───── SELECTED PASSAGE

15. The fluid transport system of claim 14, wherein the power
source is positioned in a location remote from the coupler.
16. An illuminated sight glass, comprising: a body portion, the
body portion defining an aperture configured for fluid flow through
an interior of the body portion; a light source sealed within the
body portion, the light source configured to provide illumination
of the interior of the illuminated sight glass, wherein the body
portion further defines a plurality of mounting apertures, the
plurality of mounting apertures at least partially surrounding an
outer edge of the body portion defining the aperture configured for
fluid flow through the interior of the body portion, wherein the
light source is disposed within the body portion approximately
between the outer edge of the body portion forming the aperture and
an external surface of the body portion, and wherein the light
source is pointed toward the interior of the body portion.
17. The illuminated sight glass of claim 16, further comprising: a
second light source connected to the body portion.
18. The illuminated sight glass of claim 16, wherein the body
portion is comprised of at least one of an acrylic material or a
cross-linked acrylic material.
19. The illuminated sight glass of claim 16, wherein the body
portion and the aperture are each substantially circular.
20. The illuminated sight glass of claim 16, wherein the light
source is sealed within the body portion via an epoxy seal.
Description
FIELD
The present disclosure generally relates to the field of sight
glasses, and more particularly to an illuminated sight glass for
carrying fluids there-through.
BACKGROUND
In fluid flow systems, it may be desirable to visually inspect
fluid flowing through the system. For instance, visual inspection
may be important when dispensing a fluid from a portable storage
tank to an underground storage tank, or to an otherwise opaque
depository.
SUMMARY
A sight assembly may include a body portion configured to couple
between a first fluid transport segment and a second fluid
transport segment. The body portion may define an aperture
configured for fluid flow through an interior of the body portion.
The sight assembly may also include a light source disposed within
the body portion. The light source may be configured to provide
illumination of the interior of the sight assembly. The light
source may be disposed within the body portion approximately
between an outer edge of the body portion forming the aperture and
an external surface of the body portion.
A fluid transport system may include a first container, a second
container, and a coupler coupled between the first container and
the second container. The coupler may include: a body portion and a
light source disposed within the body portion. The body portion may
define an aperture configured for fluid flow through an interior of
the body portion. The light source may be configured to provide
illumination of the interior of the sight assembly. The light
source may be disposed within the body portion approximately
between an outer edge of the body portion forming the aperture and
an external surface of the body portion. The fluid transport system
may be configured to permit fluid flow from the first container
through the coupler to the second container.

──────────

(WHAT THE EXERCISE ASKS): Rewrite the illuminated sight glass passage between "20. The illuminated" and "depository.", inclusive, putting "nontransparent" in place of "opaque".

───── ENTRIES SHOWN

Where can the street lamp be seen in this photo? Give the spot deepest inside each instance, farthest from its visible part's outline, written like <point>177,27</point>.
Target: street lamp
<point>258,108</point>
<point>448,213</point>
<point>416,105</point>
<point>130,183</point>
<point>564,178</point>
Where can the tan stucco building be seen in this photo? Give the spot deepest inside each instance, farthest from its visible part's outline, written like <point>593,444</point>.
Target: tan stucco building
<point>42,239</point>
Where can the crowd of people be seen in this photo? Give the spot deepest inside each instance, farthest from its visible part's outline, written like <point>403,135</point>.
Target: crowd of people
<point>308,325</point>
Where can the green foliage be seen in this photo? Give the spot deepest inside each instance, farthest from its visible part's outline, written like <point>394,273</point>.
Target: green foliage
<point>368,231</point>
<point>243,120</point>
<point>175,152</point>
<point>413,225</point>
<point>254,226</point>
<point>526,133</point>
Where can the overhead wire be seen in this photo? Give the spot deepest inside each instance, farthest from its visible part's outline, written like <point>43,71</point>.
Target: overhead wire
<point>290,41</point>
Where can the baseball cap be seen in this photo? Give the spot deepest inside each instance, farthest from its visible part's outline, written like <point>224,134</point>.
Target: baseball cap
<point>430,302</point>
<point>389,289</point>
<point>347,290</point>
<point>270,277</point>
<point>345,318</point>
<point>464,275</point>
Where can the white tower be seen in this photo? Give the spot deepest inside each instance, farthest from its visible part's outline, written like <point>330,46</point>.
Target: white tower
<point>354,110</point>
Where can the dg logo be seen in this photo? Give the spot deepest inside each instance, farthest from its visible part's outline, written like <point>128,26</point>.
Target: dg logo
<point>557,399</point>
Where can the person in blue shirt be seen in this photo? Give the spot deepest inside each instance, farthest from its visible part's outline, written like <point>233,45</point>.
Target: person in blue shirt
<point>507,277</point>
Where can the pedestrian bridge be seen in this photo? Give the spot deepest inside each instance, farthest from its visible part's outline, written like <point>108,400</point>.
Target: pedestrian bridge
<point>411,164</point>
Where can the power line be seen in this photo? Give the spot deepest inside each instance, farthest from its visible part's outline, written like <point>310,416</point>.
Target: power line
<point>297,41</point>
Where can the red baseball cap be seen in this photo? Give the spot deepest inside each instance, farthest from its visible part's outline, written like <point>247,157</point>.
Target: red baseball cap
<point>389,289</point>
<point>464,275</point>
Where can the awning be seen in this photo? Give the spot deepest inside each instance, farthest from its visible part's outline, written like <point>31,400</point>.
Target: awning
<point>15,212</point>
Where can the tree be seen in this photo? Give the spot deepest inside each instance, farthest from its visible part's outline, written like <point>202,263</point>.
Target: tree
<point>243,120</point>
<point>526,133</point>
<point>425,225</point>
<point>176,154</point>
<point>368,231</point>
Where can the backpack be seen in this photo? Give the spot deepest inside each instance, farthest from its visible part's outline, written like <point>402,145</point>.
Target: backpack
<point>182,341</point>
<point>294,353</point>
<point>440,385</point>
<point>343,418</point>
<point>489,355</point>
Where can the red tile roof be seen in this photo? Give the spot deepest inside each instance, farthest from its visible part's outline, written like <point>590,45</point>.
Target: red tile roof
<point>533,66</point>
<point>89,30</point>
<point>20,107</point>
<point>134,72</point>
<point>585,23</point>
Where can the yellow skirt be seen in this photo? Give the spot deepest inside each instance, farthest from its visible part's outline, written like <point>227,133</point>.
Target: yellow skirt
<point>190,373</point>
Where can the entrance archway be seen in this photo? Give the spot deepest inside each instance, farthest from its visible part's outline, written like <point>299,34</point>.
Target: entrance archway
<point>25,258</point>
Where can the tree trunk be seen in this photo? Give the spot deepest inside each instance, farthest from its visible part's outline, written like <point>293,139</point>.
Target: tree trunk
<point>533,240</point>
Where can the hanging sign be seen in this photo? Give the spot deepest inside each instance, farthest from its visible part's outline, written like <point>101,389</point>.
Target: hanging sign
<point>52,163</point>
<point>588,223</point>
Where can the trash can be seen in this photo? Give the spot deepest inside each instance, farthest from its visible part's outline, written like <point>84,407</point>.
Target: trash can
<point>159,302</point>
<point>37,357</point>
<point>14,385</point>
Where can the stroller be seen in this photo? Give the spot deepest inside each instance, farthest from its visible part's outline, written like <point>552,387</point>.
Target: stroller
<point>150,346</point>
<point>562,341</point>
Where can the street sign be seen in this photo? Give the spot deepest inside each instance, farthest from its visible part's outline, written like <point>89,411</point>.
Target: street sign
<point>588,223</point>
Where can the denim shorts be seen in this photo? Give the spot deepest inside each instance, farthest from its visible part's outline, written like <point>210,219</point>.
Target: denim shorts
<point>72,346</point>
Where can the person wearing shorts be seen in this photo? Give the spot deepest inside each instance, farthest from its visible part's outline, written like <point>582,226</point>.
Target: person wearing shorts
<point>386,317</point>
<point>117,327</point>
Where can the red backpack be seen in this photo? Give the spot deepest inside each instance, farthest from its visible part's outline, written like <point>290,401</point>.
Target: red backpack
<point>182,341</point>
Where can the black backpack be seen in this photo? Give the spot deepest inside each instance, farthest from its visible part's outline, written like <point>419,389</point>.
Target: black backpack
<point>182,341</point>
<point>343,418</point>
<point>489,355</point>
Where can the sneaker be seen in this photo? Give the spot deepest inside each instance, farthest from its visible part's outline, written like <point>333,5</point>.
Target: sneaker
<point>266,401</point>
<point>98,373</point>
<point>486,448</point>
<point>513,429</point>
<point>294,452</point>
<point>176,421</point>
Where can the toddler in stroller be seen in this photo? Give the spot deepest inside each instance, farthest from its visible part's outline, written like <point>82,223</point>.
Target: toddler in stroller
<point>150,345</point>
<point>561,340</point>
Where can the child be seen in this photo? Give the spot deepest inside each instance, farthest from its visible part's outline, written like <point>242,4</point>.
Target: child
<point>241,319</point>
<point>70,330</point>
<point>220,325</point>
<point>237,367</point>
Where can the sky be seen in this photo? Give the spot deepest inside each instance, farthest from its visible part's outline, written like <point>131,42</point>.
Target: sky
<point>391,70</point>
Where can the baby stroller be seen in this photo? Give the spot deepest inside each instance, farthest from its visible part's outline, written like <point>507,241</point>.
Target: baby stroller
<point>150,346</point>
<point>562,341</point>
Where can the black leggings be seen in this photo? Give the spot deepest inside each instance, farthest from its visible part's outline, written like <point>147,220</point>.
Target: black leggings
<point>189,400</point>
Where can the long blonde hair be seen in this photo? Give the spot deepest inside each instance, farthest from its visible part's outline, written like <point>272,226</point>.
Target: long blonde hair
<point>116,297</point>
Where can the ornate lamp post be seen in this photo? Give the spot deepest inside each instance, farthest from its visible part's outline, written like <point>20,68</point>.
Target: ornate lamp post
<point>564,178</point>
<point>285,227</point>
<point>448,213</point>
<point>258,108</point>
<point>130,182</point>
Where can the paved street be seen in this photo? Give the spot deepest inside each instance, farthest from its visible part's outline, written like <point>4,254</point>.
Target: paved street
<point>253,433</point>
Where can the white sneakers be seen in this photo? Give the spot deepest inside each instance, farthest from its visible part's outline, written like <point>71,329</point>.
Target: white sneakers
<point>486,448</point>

──────────

(SOLVED PROBLEM):
20. The illuminated sight glass of claim 16, wherein the light
source is sealed within the body portion via an epoxy seal.
Description
FIELD
The present disclosure generally relates to the field of sight
glasses, and more particularly to an illuminated sight glass for
carrying fluids there-through.
BACKGROUND
In fluid flow systems, it may be desirable to visually inspect
fluid flowing through the system. For instance, visual inspection
may be important when dispensing a fluid from a portable storage
tank to an underground storage tank, or to an otherwise nontransparent
depository.